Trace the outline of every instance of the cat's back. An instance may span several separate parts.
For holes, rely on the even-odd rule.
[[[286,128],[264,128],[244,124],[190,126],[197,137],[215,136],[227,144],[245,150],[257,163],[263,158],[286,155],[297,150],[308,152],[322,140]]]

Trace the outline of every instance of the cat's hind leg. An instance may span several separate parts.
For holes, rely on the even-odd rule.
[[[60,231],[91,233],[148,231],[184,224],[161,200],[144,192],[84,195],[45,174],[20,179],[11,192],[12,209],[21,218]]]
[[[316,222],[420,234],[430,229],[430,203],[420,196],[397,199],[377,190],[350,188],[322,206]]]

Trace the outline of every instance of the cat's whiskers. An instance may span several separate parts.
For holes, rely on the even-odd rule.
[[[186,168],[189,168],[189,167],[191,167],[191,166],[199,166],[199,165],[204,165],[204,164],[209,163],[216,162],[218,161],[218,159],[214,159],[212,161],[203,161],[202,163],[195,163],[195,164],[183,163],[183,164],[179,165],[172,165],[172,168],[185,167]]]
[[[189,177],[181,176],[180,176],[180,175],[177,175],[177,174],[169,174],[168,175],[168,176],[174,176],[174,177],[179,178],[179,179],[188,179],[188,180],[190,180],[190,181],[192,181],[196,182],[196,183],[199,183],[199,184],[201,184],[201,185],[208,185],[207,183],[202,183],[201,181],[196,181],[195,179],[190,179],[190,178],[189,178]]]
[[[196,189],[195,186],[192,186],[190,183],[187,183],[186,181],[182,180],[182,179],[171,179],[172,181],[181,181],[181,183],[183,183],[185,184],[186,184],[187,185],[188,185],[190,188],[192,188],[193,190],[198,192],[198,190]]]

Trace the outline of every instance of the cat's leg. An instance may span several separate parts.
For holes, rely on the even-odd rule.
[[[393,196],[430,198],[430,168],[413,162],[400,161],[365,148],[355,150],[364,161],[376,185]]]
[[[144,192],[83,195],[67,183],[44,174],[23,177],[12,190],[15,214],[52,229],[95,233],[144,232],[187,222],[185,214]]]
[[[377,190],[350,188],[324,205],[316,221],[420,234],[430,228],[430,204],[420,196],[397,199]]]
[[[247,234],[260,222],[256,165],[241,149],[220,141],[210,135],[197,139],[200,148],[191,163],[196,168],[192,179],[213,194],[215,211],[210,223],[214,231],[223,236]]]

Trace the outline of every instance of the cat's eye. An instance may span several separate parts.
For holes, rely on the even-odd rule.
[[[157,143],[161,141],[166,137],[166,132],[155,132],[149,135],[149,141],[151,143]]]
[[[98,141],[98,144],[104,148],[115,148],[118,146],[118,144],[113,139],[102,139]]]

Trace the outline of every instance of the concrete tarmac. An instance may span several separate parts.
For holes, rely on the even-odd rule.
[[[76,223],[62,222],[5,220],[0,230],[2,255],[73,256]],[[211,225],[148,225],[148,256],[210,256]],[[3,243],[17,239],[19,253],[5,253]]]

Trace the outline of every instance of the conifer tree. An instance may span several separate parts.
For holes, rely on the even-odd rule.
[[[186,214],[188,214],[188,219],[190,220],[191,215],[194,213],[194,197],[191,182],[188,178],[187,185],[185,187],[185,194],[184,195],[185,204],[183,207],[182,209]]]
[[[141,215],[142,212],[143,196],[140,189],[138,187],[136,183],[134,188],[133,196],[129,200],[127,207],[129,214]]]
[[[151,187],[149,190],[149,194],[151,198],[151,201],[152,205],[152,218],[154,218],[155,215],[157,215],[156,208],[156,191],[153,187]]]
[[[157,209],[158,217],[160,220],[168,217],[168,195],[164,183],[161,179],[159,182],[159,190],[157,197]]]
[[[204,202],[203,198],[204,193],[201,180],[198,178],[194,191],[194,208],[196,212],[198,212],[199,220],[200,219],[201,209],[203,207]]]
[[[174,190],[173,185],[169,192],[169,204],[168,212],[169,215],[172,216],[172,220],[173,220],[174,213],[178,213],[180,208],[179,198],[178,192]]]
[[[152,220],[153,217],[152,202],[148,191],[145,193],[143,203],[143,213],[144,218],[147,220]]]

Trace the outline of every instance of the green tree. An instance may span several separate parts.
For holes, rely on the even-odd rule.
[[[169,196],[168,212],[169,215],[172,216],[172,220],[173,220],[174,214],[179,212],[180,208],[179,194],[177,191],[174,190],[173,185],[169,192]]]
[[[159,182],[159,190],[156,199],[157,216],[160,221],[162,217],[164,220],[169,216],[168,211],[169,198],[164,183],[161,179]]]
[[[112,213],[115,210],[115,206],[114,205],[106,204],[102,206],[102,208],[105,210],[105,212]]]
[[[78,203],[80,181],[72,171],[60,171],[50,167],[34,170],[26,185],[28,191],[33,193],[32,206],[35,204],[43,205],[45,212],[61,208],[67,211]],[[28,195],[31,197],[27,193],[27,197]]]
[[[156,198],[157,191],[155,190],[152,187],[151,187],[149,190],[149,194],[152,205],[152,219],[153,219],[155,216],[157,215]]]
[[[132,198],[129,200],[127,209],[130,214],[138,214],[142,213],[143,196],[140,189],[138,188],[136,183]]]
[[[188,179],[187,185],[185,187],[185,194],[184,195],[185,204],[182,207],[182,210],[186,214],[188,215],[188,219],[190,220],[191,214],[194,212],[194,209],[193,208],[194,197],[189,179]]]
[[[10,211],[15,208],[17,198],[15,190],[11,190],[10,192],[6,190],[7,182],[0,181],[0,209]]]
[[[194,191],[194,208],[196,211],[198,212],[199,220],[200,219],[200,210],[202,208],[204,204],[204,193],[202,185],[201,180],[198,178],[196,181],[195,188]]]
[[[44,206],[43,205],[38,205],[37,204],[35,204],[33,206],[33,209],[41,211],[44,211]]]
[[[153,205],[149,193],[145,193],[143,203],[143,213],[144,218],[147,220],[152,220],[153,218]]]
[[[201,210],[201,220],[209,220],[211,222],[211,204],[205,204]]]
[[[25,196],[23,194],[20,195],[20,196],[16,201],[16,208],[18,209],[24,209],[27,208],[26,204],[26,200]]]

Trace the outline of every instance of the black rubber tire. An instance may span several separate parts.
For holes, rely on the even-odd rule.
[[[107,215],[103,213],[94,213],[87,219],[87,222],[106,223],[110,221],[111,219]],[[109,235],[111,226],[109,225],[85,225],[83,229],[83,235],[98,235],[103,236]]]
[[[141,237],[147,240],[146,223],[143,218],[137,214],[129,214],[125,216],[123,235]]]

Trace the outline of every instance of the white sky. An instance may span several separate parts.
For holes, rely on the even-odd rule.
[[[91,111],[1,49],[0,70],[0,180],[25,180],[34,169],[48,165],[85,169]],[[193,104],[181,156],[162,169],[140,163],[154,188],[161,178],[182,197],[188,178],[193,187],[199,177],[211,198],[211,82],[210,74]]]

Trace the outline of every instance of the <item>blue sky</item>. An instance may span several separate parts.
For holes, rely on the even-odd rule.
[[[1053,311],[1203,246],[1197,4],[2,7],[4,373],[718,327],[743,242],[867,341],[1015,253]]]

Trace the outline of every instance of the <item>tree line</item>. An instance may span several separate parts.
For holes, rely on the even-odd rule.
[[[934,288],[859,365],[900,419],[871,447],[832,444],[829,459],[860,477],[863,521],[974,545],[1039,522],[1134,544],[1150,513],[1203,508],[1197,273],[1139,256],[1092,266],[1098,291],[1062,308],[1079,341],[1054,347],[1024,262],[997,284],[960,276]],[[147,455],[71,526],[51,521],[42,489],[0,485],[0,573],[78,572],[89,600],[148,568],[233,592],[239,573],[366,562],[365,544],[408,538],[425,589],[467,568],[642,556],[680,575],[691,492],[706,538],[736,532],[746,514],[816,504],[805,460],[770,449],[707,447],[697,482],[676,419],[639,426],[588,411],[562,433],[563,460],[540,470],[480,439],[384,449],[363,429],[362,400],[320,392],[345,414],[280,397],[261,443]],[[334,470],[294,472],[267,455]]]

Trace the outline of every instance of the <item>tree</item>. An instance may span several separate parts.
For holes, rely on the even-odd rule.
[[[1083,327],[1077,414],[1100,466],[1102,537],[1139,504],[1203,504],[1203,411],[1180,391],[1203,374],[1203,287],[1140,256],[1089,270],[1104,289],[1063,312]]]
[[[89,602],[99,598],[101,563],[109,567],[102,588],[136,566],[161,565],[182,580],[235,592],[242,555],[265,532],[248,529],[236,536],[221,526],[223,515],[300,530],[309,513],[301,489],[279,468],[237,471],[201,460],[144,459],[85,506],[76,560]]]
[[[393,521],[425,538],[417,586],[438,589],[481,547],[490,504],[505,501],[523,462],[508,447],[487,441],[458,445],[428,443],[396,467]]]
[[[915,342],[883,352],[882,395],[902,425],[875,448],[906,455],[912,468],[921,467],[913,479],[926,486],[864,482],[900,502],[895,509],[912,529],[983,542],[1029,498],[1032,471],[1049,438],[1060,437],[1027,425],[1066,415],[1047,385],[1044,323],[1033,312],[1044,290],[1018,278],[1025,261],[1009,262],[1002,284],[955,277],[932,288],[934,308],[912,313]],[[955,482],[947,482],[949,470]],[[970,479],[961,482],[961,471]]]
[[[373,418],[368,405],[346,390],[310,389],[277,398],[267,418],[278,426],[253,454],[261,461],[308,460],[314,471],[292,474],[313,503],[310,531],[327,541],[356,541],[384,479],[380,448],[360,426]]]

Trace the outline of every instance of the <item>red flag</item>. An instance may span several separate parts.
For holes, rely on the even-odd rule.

_Problem to work on:_ Reproduce verbatim the stretch of rows from the line containing "Trace the outline of every instance of the <item>red" through the last row above.

_Exercise result:_
Trace the outline of every instance of the <item>red flag</item>. An instance may span several separate parts.
For holes, rely on the even-odd rule.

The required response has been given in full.